## WRITTEN REQUEST
Can you retype the piece on getting creative ideas word for word, starting at "The production of ideas is" and ending after "(influences from Young)"?

++++ TEXT SECTION ++++

5 Steps to Creative Ideas

Beginning tomorrow morning every single one of us is going to sell Ideas! …What we are not clear about is just how to get ideas. So I said maybe you could tell us. – James Web Young (2003)

So, how do I get ideas?

In James Webb Young’s brilliant book, A Technique for Producing Ideas, he argues that coming up with an idea is actually a rather straight-forward process. In fact, the reason why ideas differ so enormously is because it is simply a new combination of old elements and the way we view relationships between them. So, in Young’s view, some will see each piece of fact as a separate bit of knowledge whilst others will see a link in a chain of knowledge with relationships and similarities. For the latter, facts are more like an illustration of a general law applying to a whole series of facts. Therefore, for someone who is quick at spotting patterns and relationships several ideas will be produced. When relationships are seen they in turn lead to the extraction of a more general principle which, when understood, suggests the way to a new combination – the new idea. This process can of course be cultivated as Young states:

The production of ideas is as definite a process as the production of Fords; that the production of ideas, too, runs on an assembly line; that in this production the mind follows an operative technique which can be learned and controlled; and that its effective use is just as much a matter of practice in the technique as is the effective use of any tool

5 Steps to Creative Ideas (influences from Young)

++++ GIVEN DATA ++++

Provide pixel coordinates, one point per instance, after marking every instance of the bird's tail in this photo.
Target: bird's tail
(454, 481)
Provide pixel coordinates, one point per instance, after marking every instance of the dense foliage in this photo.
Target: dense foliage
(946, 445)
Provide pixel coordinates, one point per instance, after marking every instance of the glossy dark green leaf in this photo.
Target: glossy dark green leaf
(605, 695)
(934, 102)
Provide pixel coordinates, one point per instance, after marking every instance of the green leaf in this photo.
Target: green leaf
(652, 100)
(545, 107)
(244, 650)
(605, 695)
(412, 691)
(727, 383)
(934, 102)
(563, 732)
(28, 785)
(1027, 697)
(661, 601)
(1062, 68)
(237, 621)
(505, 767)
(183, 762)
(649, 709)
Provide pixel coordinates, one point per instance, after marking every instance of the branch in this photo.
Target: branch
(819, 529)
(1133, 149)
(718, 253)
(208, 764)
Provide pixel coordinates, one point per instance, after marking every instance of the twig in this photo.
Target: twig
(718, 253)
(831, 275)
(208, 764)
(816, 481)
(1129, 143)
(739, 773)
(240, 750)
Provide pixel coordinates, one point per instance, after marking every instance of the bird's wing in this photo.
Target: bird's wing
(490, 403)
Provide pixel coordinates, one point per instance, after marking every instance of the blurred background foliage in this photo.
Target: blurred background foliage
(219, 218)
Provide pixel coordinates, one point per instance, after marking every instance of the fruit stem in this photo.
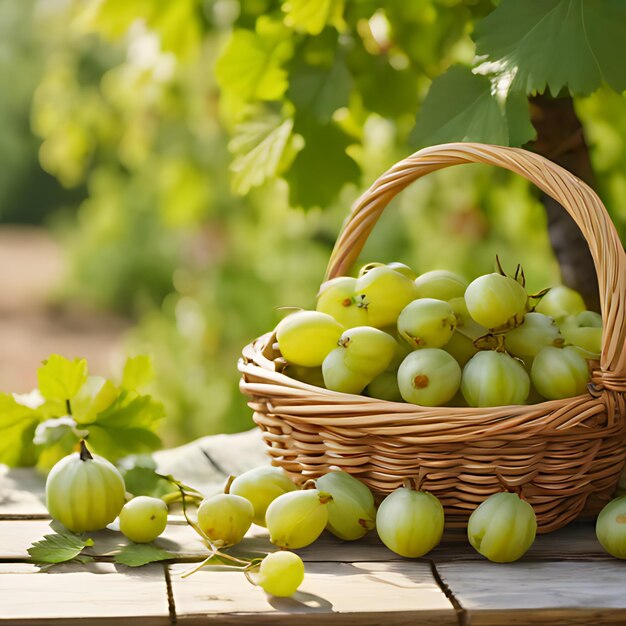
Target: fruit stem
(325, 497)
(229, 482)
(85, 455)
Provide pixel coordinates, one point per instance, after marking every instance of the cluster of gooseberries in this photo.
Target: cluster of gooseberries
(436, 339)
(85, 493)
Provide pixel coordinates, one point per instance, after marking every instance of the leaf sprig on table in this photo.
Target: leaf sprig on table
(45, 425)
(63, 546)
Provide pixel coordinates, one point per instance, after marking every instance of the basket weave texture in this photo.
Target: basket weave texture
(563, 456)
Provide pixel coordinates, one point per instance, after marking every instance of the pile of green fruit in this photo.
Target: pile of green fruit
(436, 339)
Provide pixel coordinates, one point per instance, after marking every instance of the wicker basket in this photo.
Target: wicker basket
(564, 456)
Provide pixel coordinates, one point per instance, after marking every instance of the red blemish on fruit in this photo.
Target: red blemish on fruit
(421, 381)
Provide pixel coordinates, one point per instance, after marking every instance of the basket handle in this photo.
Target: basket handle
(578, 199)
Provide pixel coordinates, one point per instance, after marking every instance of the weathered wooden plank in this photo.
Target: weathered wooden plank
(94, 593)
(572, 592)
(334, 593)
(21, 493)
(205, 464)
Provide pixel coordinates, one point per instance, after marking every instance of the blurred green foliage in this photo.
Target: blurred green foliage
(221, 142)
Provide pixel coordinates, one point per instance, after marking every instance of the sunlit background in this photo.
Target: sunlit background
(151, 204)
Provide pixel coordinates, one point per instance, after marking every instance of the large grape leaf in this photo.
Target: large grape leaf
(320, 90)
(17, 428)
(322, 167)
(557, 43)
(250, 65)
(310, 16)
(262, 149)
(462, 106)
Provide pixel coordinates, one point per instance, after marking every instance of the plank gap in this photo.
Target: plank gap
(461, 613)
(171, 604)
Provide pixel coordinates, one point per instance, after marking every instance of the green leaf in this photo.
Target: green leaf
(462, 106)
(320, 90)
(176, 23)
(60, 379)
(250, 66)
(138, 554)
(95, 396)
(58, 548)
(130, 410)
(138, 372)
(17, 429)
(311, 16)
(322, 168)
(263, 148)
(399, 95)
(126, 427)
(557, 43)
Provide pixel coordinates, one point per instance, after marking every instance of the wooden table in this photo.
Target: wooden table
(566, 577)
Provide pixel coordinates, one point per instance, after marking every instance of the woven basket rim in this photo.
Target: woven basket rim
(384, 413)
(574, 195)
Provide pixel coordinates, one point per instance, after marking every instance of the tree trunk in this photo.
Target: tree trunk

++++

## RESULT OF THIS TASK
The production of ideas is as definite a process as the production of Fords; that the production of ideas, too, runs on an assembly line; that in this production the mind follows an operative technique which can be learned and controlled; and that its effective use is just as much a matter of practice in the technique as is the effective use of any tool

5 Steps to Creative Ideas (influences from Young)